**Stated task:** Go through the items below and report every line that contains the word "painted", copying each such line in full.

**Provided data:**

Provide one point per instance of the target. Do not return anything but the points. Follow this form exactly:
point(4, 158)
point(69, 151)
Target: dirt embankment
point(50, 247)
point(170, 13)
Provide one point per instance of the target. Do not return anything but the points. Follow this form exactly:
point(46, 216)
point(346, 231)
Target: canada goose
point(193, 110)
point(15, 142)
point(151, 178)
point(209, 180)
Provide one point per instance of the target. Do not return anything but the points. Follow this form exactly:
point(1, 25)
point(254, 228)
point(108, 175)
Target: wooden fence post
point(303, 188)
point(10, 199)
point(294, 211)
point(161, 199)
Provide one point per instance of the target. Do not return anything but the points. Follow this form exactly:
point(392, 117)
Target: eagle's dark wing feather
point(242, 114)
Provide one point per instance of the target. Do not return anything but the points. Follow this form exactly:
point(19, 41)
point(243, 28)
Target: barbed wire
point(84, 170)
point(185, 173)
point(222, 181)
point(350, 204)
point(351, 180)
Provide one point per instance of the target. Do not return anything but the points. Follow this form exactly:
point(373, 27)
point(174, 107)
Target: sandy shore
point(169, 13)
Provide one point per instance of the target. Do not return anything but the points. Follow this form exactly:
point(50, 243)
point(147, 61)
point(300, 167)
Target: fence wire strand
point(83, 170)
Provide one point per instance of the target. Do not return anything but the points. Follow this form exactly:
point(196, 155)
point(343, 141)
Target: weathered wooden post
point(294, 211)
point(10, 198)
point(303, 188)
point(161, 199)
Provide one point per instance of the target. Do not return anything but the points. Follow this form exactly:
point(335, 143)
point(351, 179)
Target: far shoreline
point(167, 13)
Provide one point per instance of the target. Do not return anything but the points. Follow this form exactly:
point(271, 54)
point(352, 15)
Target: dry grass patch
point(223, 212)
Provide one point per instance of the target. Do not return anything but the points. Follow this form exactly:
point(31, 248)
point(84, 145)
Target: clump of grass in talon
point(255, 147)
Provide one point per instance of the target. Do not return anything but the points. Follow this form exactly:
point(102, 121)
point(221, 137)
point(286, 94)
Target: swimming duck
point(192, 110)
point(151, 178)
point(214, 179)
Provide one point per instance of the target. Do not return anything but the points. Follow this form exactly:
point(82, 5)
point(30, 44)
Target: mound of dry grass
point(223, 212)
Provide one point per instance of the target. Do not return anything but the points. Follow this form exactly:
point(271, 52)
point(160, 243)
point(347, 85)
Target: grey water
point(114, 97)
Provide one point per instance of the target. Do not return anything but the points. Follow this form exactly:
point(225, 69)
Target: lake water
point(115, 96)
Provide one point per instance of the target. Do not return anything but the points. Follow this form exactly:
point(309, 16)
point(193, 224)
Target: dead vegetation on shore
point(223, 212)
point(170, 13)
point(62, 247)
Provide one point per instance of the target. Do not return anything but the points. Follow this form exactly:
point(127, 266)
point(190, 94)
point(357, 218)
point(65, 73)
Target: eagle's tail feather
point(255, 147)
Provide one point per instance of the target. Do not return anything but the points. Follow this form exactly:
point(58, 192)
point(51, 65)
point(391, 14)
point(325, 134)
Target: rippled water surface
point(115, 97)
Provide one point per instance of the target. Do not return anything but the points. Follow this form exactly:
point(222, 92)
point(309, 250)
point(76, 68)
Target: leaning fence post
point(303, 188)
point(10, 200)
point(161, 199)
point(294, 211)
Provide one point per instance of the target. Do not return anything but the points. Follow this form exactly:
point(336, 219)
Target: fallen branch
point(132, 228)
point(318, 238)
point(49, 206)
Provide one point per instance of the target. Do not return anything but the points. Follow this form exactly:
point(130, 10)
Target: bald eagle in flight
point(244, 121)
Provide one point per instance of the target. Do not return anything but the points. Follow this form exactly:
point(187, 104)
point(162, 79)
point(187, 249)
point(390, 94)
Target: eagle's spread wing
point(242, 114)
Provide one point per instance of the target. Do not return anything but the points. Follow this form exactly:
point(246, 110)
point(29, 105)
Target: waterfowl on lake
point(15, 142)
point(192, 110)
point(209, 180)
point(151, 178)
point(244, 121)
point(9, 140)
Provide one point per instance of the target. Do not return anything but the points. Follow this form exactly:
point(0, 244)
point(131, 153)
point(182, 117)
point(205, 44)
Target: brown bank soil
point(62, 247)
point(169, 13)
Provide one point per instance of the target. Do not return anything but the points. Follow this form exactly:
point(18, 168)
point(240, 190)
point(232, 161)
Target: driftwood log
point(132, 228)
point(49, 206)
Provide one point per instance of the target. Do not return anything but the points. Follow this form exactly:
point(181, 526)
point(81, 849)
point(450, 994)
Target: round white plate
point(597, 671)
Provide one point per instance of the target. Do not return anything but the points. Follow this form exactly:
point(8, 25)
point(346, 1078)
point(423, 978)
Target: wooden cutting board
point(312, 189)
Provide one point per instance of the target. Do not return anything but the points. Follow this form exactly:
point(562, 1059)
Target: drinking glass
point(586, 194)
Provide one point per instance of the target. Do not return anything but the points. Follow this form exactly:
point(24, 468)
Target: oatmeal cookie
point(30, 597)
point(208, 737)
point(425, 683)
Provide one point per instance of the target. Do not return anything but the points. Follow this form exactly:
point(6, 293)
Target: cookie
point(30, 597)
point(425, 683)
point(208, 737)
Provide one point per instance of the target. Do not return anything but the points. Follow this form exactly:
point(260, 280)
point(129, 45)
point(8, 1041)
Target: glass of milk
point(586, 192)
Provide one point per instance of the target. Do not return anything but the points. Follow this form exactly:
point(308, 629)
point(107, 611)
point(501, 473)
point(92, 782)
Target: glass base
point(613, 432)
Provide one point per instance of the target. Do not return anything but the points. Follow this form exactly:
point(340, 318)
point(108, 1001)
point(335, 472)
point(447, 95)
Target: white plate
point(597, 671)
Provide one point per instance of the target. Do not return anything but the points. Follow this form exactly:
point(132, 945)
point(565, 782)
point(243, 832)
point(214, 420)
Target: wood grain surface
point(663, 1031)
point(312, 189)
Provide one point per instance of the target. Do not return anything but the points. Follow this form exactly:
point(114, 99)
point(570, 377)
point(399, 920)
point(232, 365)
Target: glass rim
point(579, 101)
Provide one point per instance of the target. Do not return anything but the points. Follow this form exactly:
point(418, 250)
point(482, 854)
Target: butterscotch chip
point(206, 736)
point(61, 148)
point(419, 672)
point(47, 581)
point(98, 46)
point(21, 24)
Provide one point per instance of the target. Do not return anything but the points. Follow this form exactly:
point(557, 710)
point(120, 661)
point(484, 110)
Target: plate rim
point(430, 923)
* * *
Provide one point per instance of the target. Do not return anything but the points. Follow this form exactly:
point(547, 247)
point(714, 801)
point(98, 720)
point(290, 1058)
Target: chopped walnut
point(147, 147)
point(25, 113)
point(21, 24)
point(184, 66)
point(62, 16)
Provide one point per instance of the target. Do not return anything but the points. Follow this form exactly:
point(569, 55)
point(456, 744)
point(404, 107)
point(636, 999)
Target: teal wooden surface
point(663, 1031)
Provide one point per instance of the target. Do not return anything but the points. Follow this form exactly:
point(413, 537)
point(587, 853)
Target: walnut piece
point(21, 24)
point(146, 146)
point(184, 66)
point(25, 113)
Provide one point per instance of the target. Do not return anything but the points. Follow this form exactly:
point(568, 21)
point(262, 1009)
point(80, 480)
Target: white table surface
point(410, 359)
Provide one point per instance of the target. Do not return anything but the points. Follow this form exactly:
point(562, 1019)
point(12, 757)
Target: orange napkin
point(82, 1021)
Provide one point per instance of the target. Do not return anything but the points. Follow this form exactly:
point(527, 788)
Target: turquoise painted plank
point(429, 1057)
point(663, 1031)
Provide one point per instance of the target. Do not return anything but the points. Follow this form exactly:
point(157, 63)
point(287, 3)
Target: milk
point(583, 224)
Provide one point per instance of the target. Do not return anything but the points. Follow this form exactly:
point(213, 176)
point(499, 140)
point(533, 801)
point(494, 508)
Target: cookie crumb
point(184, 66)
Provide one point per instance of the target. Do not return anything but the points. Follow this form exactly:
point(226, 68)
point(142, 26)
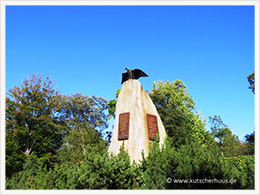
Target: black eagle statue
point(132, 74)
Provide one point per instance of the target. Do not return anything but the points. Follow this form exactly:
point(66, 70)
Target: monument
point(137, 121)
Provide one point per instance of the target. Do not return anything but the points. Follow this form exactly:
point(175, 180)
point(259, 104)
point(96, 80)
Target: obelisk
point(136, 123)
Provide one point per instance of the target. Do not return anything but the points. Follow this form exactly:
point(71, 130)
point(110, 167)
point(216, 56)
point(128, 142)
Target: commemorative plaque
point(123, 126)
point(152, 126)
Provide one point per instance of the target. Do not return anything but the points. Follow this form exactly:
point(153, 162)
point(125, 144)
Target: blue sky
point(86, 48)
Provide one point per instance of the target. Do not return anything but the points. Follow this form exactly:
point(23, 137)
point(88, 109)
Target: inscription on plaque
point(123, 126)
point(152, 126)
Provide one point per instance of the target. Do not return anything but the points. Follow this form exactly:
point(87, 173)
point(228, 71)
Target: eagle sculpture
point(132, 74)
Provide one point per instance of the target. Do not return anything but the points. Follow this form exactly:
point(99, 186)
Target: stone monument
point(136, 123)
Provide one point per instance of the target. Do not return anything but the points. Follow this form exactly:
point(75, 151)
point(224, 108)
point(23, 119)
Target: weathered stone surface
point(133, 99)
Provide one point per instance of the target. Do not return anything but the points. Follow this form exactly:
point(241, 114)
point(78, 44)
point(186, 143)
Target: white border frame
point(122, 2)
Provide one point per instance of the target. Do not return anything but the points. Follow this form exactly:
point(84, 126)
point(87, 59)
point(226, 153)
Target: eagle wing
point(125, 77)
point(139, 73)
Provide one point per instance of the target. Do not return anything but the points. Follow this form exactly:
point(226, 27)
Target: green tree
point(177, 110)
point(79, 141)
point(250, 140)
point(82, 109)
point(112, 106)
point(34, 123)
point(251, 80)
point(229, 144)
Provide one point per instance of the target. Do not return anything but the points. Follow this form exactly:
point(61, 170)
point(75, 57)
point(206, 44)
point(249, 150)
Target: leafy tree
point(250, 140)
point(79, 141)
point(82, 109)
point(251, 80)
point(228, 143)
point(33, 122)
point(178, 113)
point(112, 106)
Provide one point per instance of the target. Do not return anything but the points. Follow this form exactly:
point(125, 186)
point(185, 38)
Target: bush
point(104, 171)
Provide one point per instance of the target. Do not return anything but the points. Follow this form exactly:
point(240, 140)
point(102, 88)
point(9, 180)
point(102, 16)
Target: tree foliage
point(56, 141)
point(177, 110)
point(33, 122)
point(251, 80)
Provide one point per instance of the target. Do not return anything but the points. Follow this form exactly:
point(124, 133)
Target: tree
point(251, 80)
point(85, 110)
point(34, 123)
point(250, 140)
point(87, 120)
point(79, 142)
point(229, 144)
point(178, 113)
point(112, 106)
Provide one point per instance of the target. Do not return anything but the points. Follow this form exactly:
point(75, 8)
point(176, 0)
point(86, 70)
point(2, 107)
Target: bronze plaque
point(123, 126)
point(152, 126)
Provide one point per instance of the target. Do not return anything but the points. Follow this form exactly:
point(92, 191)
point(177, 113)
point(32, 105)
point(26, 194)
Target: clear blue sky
--
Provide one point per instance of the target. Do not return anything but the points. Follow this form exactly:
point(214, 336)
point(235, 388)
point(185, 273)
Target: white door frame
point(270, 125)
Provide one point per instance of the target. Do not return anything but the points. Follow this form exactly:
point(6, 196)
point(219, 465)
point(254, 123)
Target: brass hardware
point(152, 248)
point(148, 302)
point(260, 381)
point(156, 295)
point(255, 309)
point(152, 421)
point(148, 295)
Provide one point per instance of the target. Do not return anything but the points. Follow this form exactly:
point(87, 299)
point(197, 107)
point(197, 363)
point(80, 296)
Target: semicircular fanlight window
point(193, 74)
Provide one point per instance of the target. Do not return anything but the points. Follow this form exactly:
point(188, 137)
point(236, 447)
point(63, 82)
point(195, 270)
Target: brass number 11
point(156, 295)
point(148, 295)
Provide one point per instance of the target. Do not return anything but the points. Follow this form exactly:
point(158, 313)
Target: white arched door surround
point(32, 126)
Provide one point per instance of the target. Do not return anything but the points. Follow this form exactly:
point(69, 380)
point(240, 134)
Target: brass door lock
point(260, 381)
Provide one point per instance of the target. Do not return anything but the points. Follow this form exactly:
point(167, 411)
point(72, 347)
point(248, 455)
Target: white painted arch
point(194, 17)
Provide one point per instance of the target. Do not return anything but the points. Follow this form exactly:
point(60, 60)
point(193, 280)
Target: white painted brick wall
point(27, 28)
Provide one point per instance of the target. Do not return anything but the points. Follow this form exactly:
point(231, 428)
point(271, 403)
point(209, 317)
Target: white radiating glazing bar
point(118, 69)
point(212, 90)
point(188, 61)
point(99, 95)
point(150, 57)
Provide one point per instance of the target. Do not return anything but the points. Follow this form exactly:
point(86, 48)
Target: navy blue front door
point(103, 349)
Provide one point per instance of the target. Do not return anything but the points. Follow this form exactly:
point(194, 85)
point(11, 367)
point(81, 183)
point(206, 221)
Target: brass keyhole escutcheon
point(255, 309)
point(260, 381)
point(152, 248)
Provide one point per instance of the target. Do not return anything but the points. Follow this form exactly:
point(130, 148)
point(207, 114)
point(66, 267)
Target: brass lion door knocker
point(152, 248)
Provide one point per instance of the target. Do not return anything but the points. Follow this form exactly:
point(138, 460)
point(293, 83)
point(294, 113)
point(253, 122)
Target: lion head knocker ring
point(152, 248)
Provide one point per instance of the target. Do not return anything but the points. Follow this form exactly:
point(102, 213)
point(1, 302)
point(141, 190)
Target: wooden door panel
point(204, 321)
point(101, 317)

**Exercise answer:**
Target: turquoise painted plank
Target: white painted arch
Target: white painted brick wall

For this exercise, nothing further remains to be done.